» Request A
In the excerpt on presenting quantitative results, how long should the abstract on a paper's title page be?

» Excerpt
Quantitative Data Analysis

9 Presenting the Results of Quantitative Analysis

Mikaila Mariel Lemonik Arthur

This chapter provides an overview of how to present the results of quantitative analysis, in particular how to create effective tables for displaying quantitative results and how to write quantitative research papers that effectively communicate the methods used and findings of quantitative analysis.

Writing the Quantitative Paper

Standard quantitative social science papers follow a specific format. They begin with a title page that includes a descriptive title, the author(s)’ name(s), and a 100 to 200 word abstract that summarizes the paper. Next is an introduction that makes clear the paper’s research question, details why this question is important, and previews what the paper will do. After that comes a literature review, which ends with a summary of the research question(s) and/or hypotheses. A methods section, which explains the source of data, sample, and variables and quantitative techniques used, follows. Many analysts will include a short discussion of their descriptive statistics in the methods section. A findings section details the findings of the analysis, supported by a variety of tables, and in some cases graphs, all of which are explained in the text. Some quantitative papers, especially those using more complex techniques, will include equations. Many papers follow the findings section with a discussion section, which provides an interpretation of the results in light of both the prior literature and theory presented in the literature review and the research questions/hypotheses. A conclusion ends the body of the paper. This conclusion should summarize the findings, answering the research questions and stating whether any hypotheses were supported, partially supported, or not supported. Limitations of the research are detailed. Papers typically include suggestions for future research, and where relevant, some papers include policy implications. After the body of the paper comes the works cited; some papers also have an Appendix that includes additional tables and figures that did not fit into the body of the paper or additional methodological details. While this basic format is similar for papers regardless of the type of data they utilize, there are specific concerns relating to quantitative research in terms of the methods and findings that will be discussed here.

» Request B
Count the lines of the records below that contain the string "patch", and give only that number.

» Material to process

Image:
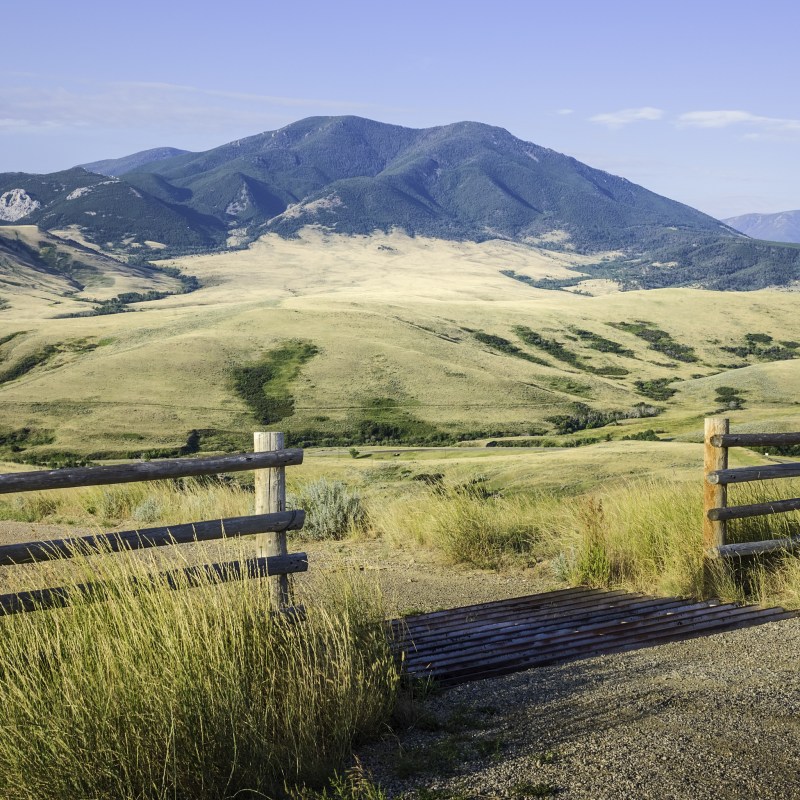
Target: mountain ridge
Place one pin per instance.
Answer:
* * *
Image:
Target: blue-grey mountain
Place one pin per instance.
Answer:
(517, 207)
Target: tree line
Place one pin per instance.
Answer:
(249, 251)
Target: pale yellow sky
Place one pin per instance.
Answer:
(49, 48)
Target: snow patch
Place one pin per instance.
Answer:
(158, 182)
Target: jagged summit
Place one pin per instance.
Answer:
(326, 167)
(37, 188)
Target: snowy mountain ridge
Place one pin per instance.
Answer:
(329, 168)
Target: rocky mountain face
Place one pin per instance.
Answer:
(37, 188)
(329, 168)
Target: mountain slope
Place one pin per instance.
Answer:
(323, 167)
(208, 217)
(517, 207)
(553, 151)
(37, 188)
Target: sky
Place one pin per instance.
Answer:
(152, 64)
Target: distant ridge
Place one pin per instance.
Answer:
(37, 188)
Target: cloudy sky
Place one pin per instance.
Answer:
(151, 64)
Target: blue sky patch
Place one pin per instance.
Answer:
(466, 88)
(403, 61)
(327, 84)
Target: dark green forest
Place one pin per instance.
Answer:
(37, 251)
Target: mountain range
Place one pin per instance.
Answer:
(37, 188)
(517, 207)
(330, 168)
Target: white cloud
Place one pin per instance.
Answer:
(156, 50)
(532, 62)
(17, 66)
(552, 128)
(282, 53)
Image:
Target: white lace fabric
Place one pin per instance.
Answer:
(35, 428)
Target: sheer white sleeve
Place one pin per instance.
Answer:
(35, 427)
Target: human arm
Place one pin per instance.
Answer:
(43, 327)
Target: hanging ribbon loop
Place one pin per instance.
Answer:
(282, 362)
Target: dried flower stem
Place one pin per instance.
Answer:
...
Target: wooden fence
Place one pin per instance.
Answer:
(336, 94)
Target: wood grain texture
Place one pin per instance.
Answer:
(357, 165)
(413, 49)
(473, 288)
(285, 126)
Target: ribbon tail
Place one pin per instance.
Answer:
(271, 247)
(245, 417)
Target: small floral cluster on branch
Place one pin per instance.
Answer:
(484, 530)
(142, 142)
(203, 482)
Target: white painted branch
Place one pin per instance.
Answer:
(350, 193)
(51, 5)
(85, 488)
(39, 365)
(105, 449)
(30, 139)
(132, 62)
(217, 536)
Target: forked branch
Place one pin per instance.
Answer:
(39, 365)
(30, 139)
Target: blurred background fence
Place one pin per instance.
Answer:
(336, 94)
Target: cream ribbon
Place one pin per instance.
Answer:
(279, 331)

» Correct answer A
100 to 200 words

» Correct answer B
2